Work instructions: What lines in the records below hold the string "bedroom"? Please show them.

======

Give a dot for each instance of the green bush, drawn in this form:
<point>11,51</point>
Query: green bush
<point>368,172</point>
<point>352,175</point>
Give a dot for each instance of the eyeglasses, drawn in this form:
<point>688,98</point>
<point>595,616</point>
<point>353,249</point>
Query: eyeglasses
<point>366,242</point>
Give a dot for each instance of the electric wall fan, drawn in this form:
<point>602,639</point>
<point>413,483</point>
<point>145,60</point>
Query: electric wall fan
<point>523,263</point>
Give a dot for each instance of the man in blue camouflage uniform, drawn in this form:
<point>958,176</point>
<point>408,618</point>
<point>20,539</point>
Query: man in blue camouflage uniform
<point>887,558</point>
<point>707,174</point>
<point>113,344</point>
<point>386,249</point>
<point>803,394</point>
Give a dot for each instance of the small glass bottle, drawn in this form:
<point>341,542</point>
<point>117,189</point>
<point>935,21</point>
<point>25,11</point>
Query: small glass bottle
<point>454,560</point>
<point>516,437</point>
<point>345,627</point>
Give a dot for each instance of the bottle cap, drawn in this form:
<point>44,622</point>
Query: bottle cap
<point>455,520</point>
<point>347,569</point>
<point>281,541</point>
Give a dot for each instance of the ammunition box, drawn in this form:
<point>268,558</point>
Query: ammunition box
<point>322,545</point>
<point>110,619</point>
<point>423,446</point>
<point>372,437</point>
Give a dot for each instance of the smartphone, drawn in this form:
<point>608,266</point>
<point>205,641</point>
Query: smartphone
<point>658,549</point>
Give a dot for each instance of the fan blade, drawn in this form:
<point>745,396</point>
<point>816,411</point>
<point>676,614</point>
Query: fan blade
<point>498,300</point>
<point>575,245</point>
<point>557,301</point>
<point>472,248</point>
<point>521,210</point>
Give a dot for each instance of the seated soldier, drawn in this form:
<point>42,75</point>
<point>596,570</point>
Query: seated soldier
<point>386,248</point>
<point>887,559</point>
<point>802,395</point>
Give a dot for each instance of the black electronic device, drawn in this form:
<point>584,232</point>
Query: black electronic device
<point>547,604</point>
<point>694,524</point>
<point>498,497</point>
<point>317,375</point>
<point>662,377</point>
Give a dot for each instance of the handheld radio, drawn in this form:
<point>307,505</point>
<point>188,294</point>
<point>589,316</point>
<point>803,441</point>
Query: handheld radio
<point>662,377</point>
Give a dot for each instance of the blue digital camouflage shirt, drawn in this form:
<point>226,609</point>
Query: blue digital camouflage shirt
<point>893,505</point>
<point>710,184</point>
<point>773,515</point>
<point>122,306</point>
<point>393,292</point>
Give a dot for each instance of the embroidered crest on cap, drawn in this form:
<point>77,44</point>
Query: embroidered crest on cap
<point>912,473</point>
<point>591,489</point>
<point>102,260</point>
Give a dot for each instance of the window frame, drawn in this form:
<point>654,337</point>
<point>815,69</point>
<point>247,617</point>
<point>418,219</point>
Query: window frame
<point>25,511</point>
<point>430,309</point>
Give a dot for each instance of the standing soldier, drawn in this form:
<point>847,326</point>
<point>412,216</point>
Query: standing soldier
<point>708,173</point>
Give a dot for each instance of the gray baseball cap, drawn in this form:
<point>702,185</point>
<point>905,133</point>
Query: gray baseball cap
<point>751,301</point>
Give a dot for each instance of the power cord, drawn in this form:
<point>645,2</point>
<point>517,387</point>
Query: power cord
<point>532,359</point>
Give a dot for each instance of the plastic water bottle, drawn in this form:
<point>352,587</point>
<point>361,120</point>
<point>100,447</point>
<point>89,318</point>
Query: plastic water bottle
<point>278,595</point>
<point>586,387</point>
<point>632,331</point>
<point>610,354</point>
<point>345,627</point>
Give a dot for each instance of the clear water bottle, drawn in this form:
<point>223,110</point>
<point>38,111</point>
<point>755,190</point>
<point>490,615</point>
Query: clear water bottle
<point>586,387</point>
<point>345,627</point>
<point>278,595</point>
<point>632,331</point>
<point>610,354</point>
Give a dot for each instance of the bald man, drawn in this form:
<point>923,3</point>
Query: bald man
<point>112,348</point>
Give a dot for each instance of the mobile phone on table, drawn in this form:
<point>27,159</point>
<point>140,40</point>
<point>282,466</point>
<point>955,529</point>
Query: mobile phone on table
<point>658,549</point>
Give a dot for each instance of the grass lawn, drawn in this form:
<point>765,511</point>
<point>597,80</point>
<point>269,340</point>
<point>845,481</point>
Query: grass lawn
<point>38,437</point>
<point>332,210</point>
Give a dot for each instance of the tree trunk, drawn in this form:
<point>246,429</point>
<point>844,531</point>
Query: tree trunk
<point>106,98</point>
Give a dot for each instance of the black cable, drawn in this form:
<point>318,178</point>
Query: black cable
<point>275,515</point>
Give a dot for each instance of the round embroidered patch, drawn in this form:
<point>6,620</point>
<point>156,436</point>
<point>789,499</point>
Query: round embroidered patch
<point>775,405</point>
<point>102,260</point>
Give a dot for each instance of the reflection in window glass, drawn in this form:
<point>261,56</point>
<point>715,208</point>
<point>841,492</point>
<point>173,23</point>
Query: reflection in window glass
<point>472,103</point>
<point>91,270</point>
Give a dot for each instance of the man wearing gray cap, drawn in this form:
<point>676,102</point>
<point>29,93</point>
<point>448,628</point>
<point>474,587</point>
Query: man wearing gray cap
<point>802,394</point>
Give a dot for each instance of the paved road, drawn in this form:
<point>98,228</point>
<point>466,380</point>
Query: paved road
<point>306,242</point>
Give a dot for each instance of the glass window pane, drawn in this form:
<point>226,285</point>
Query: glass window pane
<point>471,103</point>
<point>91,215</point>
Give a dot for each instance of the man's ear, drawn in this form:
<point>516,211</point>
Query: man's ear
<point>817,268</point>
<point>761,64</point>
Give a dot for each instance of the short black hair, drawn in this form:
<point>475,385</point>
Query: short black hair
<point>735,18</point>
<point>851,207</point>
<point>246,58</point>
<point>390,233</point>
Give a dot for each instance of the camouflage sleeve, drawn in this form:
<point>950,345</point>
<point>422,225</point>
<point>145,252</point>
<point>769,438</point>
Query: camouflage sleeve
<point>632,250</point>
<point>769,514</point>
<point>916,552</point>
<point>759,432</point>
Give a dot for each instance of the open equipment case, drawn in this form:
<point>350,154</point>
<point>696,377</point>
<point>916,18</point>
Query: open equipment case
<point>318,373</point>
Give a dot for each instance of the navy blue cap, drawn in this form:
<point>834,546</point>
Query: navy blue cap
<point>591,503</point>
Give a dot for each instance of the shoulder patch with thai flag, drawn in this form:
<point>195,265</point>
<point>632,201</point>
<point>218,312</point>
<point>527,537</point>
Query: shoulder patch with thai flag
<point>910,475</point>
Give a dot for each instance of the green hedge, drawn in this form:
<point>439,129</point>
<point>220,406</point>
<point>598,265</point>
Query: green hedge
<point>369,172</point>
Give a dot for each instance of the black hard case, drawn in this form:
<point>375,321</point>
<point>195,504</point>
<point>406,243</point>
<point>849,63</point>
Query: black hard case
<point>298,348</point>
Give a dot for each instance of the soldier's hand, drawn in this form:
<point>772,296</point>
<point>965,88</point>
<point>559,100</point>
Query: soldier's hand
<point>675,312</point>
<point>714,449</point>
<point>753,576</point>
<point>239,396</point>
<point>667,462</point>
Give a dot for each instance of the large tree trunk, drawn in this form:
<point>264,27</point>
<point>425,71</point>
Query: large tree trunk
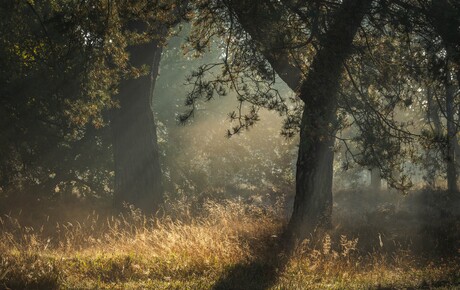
<point>138,177</point>
<point>445,19</point>
<point>313,200</point>
<point>451,139</point>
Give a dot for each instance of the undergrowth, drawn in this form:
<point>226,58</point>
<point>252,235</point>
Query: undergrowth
<point>229,245</point>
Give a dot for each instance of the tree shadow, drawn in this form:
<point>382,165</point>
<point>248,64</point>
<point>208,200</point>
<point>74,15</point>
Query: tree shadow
<point>262,272</point>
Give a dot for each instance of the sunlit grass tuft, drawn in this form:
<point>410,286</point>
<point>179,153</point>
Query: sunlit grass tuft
<point>229,245</point>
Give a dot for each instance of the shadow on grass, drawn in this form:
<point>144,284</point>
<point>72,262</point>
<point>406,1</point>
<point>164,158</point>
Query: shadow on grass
<point>260,273</point>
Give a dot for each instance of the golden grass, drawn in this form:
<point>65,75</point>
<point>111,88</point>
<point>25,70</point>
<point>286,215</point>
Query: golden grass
<point>230,245</point>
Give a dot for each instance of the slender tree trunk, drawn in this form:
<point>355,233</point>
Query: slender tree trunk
<point>433,118</point>
<point>138,177</point>
<point>376,180</point>
<point>313,200</point>
<point>451,138</point>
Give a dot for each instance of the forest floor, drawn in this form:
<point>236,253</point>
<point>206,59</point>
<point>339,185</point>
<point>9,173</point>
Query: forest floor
<point>378,241</point>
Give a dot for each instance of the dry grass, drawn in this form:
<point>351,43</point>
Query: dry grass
<point>230,245</point>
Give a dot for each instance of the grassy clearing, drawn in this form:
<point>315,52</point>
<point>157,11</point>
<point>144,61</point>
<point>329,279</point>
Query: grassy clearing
<point>230,245</point>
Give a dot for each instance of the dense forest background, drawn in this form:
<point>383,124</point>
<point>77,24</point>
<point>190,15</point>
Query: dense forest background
<point>314,129</point>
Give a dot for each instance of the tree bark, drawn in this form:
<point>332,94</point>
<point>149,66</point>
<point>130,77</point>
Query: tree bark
<point>376,180</point>
<point>445,19</point>
<point>138,177</point>
<point>451,139</point>
<point>313,200</point>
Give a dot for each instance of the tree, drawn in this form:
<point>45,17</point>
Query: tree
<point>138,177</point>
<point>318,90</point>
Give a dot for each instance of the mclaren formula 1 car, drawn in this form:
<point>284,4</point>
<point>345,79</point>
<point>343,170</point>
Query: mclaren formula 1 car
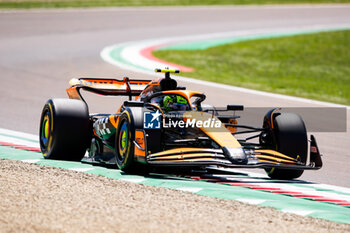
<point>165,126</point>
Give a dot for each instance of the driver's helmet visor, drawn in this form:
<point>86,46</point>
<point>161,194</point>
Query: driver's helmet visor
<point>175,103</point>
<point>178,106</point>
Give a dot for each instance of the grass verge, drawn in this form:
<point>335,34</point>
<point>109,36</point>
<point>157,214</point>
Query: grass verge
<point>105,3</point>
<point>315,66</point>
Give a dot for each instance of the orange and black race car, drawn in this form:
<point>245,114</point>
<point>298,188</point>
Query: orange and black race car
<point>164,126</point>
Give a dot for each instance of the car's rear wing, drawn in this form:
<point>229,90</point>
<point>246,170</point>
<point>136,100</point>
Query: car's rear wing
<point>114,87</point>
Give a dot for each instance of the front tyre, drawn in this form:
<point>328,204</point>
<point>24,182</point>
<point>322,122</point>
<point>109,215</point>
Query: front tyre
<point>124,143</point>
<point>64,129</point>
<point>290,139</point>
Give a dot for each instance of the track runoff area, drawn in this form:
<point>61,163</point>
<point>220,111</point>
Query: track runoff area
<point>298,197</point>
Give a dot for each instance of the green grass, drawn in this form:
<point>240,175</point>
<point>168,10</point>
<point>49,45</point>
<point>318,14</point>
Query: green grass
<point>315,66</point>
<point>106,3</point>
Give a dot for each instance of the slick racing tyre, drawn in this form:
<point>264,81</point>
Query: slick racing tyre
<point>290,139</point>
<point>124,143</point>
<point>64,129</point>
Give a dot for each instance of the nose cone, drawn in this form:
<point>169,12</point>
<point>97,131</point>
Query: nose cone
<point>235,154</point>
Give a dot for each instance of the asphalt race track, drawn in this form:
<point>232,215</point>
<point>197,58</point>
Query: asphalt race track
<point>40,50</point>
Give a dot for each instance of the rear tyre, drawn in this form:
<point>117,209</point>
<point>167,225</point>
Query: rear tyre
<point>64,129</point>
<point>124,143</point>
<point>290,139</point>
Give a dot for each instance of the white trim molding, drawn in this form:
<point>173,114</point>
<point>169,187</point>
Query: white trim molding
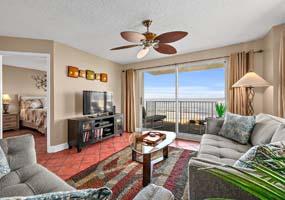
<point>57,148</point>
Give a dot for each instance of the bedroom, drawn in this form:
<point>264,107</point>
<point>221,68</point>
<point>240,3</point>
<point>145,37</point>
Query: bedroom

======

Response:
Give a dot for each instance of the bedroom, drawn in this form:
Query: bedroom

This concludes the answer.